* **What is expected**:
Print, exactly as given, each line of the data from the line containing "the blue umbrella" up to and including its last line.

* **Location identification entries**:
----------------
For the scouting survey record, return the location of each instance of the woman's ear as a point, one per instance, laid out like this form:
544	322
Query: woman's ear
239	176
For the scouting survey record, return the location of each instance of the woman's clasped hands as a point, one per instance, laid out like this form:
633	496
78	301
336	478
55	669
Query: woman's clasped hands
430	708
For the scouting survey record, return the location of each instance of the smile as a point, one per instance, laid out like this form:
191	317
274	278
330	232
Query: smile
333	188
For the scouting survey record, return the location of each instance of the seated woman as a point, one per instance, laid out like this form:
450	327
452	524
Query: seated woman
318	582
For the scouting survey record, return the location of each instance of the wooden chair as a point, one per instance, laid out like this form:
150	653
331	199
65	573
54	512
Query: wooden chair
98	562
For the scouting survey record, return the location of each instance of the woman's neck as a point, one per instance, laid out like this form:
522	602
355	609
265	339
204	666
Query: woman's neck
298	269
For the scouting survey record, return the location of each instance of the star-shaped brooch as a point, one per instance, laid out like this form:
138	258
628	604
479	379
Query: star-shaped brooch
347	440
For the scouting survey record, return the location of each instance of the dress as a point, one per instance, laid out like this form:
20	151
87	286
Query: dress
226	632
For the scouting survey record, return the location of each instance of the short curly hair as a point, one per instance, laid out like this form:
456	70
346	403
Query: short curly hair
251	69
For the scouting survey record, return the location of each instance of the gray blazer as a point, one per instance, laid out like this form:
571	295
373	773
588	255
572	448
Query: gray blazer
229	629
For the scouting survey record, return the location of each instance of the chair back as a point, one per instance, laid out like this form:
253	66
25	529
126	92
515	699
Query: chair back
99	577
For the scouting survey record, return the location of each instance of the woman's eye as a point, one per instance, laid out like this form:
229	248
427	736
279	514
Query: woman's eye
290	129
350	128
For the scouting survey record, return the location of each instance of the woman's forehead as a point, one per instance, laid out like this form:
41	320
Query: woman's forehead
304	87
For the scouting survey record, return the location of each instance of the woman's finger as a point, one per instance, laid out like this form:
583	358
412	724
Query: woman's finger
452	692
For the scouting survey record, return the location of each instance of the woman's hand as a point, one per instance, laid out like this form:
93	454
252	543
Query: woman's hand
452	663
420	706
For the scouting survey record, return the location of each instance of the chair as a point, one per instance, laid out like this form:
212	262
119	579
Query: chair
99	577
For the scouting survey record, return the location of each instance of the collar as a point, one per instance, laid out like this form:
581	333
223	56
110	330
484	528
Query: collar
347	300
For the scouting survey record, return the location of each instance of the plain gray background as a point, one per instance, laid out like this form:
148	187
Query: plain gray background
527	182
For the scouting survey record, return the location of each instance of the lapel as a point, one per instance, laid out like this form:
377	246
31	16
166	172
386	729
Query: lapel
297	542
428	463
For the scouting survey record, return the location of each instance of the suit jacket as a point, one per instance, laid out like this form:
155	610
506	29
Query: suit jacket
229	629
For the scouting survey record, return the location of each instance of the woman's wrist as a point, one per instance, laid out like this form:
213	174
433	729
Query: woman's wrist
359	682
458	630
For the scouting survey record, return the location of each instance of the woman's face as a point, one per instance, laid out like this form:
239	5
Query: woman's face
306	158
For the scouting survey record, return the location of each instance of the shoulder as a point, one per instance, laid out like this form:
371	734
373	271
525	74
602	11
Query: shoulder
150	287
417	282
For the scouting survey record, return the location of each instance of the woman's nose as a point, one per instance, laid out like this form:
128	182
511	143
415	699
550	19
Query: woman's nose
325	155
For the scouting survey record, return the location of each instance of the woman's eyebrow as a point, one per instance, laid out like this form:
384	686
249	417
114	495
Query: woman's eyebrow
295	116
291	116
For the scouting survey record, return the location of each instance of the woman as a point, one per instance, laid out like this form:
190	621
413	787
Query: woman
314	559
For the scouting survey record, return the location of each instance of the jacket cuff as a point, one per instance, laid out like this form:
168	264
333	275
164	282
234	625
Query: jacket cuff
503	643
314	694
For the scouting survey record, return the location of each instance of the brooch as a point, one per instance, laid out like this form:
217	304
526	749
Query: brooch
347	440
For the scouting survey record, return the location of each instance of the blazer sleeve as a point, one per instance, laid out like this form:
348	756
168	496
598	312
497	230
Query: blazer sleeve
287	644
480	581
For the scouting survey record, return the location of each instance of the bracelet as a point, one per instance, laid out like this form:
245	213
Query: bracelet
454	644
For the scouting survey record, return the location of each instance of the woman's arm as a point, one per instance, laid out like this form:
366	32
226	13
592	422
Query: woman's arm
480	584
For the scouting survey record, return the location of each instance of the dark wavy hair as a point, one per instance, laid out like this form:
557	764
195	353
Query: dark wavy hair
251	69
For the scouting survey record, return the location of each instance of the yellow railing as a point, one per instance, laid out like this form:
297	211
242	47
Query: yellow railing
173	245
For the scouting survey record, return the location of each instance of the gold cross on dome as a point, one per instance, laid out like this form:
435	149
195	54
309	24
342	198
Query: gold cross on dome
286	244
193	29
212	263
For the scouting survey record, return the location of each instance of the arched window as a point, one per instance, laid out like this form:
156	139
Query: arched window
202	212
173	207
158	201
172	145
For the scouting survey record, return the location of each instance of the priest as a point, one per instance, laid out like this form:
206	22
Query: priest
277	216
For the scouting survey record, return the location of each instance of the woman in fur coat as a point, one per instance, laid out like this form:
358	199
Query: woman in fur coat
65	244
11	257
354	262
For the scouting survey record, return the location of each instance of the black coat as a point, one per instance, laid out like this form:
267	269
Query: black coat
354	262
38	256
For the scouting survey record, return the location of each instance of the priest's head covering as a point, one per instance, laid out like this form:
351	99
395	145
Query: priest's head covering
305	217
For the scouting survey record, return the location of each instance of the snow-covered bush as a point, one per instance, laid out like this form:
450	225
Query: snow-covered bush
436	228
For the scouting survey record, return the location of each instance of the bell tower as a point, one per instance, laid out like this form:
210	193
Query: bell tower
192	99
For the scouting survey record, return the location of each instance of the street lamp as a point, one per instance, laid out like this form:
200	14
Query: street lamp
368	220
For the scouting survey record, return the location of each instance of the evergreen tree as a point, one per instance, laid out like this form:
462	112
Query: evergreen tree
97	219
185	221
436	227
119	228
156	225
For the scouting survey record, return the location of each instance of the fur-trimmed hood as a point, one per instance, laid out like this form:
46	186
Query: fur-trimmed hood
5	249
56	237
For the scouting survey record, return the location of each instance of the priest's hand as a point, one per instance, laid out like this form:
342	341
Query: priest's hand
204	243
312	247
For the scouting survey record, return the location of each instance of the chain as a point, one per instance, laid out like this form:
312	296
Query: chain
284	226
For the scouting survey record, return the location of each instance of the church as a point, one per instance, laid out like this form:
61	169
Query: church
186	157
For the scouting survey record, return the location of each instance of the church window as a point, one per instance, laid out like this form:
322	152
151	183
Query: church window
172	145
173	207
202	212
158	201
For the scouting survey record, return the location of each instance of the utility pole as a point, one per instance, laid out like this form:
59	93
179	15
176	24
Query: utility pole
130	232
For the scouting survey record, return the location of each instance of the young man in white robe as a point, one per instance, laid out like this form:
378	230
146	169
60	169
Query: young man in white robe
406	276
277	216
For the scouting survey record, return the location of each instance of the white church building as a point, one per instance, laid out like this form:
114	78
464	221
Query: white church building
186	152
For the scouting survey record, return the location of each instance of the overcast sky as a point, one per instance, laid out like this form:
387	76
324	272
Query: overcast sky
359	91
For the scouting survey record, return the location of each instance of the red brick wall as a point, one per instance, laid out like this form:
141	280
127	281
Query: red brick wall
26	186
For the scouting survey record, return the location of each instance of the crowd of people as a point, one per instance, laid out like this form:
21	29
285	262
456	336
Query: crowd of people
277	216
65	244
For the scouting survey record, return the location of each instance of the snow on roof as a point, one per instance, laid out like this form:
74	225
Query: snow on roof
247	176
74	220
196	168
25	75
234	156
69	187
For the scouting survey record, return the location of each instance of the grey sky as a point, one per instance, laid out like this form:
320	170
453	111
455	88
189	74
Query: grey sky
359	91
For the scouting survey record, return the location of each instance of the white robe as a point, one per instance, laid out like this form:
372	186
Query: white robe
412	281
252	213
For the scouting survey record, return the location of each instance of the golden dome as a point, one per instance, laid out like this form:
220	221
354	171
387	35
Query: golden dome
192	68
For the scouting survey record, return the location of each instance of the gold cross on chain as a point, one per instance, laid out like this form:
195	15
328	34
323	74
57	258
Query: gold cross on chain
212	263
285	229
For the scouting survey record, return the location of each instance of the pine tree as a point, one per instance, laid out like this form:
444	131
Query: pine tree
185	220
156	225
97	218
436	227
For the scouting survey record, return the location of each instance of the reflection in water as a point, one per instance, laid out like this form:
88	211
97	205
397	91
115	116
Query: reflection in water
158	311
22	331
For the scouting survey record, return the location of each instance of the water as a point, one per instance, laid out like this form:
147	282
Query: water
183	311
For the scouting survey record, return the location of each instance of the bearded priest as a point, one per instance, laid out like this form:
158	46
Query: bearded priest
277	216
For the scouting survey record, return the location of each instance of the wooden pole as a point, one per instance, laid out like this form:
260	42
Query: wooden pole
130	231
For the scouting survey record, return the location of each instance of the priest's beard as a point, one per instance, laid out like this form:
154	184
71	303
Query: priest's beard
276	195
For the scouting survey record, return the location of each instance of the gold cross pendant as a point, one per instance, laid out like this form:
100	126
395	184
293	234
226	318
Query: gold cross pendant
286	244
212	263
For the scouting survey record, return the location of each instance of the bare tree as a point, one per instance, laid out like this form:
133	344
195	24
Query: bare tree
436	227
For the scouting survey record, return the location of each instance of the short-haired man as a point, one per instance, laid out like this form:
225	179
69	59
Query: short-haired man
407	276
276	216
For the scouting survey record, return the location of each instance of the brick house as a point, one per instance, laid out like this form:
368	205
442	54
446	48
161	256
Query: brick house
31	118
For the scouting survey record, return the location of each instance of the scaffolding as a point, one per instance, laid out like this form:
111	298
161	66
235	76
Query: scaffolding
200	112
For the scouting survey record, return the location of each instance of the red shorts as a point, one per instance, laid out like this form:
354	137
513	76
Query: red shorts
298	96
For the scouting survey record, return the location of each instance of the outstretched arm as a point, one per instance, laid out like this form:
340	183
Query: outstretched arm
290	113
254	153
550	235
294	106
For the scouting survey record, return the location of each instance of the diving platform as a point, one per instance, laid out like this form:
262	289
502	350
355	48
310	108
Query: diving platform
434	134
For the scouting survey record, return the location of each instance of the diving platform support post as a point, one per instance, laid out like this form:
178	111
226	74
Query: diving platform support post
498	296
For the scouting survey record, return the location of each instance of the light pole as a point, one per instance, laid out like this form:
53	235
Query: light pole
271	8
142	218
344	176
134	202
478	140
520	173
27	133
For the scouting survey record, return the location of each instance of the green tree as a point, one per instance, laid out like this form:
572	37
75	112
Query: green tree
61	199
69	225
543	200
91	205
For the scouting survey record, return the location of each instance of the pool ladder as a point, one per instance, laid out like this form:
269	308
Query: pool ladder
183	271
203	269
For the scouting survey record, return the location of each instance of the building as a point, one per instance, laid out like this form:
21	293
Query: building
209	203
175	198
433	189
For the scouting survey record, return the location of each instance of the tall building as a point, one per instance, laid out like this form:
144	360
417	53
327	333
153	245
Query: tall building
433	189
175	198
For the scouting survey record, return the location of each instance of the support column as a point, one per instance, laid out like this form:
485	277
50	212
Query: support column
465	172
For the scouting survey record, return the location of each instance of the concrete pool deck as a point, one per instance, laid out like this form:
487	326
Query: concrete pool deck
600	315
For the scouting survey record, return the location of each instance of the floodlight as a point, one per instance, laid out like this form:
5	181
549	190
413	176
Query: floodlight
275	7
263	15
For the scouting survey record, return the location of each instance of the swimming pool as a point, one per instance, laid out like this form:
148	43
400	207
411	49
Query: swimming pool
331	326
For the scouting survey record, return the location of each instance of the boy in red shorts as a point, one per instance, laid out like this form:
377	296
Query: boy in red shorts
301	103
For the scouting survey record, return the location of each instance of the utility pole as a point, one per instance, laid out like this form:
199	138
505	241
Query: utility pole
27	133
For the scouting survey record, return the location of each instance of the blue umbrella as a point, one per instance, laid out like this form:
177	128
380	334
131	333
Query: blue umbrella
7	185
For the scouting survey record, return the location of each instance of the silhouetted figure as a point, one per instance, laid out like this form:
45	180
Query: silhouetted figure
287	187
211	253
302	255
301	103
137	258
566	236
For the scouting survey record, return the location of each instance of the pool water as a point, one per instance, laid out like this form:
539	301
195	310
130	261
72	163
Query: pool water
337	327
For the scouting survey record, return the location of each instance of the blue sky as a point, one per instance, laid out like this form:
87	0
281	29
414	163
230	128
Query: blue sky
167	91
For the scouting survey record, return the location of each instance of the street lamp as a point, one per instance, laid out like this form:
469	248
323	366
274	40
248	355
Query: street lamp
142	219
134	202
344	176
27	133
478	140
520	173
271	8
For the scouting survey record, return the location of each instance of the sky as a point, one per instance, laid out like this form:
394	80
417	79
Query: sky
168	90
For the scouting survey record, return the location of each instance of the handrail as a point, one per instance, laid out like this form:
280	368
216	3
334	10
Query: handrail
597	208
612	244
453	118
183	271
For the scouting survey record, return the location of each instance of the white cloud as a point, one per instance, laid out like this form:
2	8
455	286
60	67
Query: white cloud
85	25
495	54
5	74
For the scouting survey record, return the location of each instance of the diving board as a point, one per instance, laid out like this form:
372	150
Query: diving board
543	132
----------------
* **Finished task**:
For the scouting survey record, return the location of each instance of the blue umbrella as a point, one per instance, laid out like this form:
177	128
380	334
131	333
Query: blue umbrella
7	185
For the scouting survey record, return the location of each instance of the silhouetted figure as a point, one per instance, laid out like this form:
45	180
Query: silhouetted figure
287	187
211	253
302	255
301	103
137	258
566	236
For the scouting survey record, return the location of each instance of the pool water as a point, one per instance, laid out like this form:
539	301
195	310
130	261
72	163
Query: pool water
337	327
For the scouting survey record, return the location of each instance of the blue sky as a point, one per instance, laid out like this form:
87	0
281	29
414	163
230	128
Query: blue sky
167	91
For the scouting survey record, return the location of each instance of the street lamp as a point, one per instance, laid out like this form:
469	248
323	366
274	40
248	355
Query: street lamp
142	219
134	202
344	176
27	133
478	140
520	173
271	8
For the scouting survey record, return the location of each instance of the sky as a point, one per instance, laid out like this form:
394	80
417	79
Query: sky
168	90
For the scouting survey record, return the location of each instance of the handrail as a point, one per instance, laid out like this form:
280	368
216	3
334	10
Query: handrail
597	208
612	244
453	118
183	271
For the scouting survey record, return the location of each instance of the white cloud as a point, one per instance, laid out like this form:
2	8
455	286
60	67
Query: white cloud
85	25
495	54
5	74
For the scouting survey record, return the location of each instance of the diving board as a point, one per instance, laid out like this form:
372	150
Query: diving board
543	132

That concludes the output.